**Information shown**

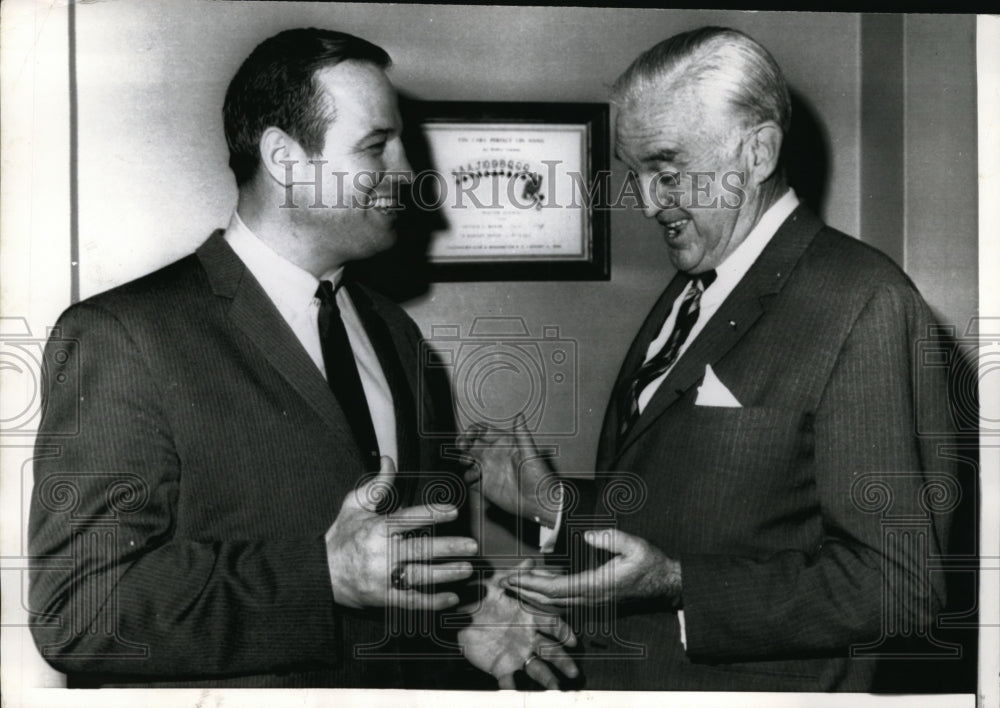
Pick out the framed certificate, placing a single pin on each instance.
(516, 188)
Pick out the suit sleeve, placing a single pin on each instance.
(112, 590)
(884, 493)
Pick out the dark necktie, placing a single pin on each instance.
(687, 316)
(342, 375)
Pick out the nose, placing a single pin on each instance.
(399, 164)
(647, 198)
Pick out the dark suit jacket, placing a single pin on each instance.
(179, 532)
(805, 520)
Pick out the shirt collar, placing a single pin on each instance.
(283, 281)
(732, 270)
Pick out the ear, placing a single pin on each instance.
(281, 157)
(764, 148)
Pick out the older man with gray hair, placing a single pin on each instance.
(763, 423)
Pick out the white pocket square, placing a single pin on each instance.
(713, 392)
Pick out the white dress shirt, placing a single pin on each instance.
(293, 292)
(728, 275)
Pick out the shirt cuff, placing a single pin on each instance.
(547, 536)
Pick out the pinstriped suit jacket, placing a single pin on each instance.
(778, 510)
(179, 531)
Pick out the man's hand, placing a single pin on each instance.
(364, 549)
(504, 634)
(638, 571)
(510, 472)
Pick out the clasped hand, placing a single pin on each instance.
(510, 472)
(364, 547)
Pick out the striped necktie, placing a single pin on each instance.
(687, 316)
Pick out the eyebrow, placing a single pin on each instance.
(662, 155)
(376, 133)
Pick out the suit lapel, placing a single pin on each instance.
(734, 318)
(253, 313)
(609, 441)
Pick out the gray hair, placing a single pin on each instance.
(721, 63)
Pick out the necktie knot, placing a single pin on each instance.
(705, 279)
(326, 293)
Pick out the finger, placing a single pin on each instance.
(611, 540)
(555, 627)
(558, 657)
(415, 517)
(551, 586)
(424, 548)
(473, 474)
(414, 600)
(539, 671)
(538, 600)
(420, 574)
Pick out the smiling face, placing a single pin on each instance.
(363, 164)
(692, 166)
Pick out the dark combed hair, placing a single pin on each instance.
(276, 87)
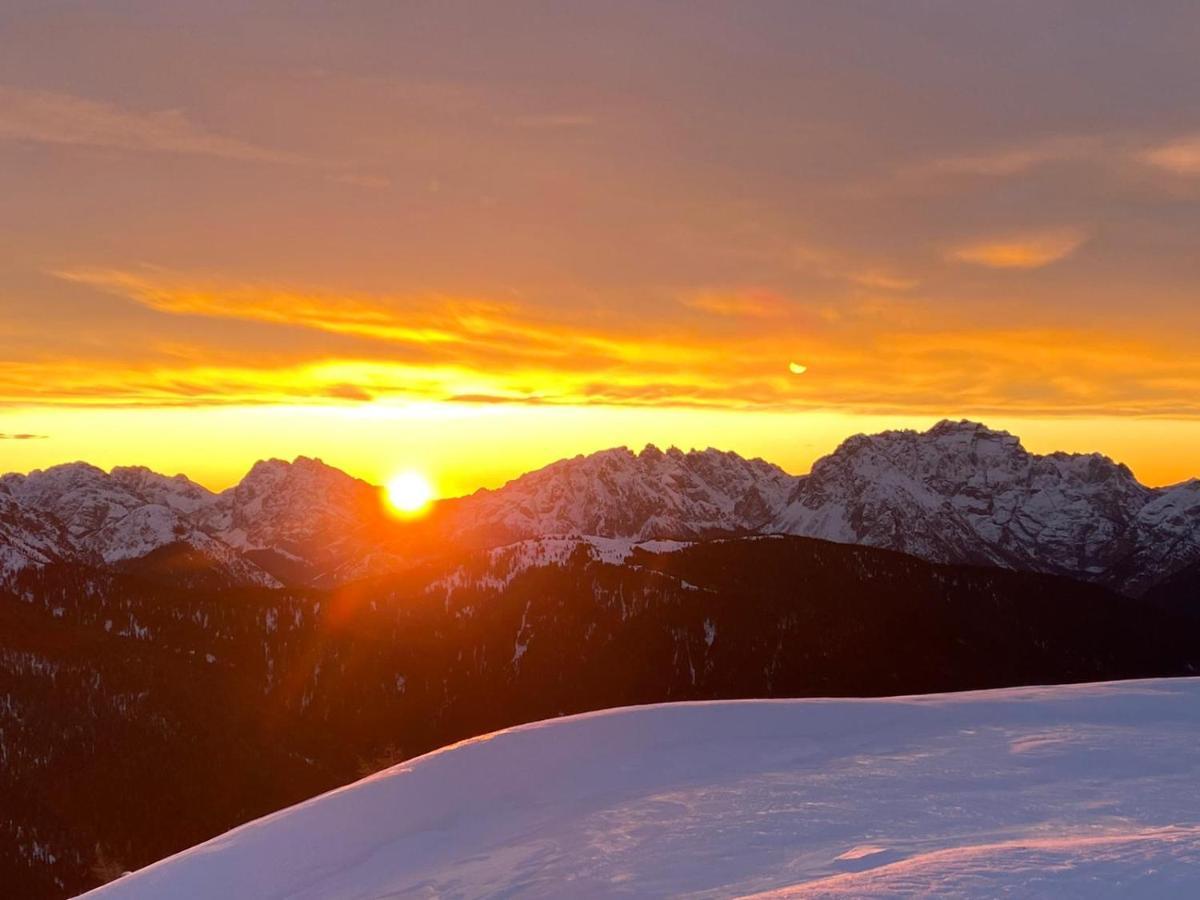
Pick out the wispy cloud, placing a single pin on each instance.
(745, 304)
(1015, 160)
(1180, 156)
(1021, 251)
(52, 118)
(905, 355)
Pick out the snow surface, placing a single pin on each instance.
(1073, 791)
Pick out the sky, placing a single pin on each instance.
(474, 238)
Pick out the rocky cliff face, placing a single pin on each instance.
(965, 493)
(957, 493)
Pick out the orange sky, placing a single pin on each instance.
(474, 240)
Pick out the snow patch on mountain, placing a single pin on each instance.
(965, 493)
(619, 493)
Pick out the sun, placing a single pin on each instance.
(409, 493)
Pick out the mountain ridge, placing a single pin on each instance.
(959, 492)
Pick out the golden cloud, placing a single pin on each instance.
(1025, 251)
(51, 118)
(1181, 156)
(903, 357)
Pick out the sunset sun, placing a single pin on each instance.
(409, 492)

**Exercise task**
Starting at the row that contains "Pick out the snow patch" and continuing through the last row, write out each of those rows again, text lines included, with 38 added to both coordinates of every point.

**Solved exercise**
Pick out the snow patch on mountain, placing a single pin on each instance.
(1003, 531)
(657, 531)
Pick out the sun, placing a single pin on each instance.
(447, 531)
Pick out the mountain ridge, placing a single pin on each instance.
(997, 530)
Pick out the golden cloud, placing a single pin on each instance.
(1063, 289)
(89, 156)
(1219, 194)
(941, 395)
Pick out the sunset sun, placing a single pin on each instance.
(447, 530)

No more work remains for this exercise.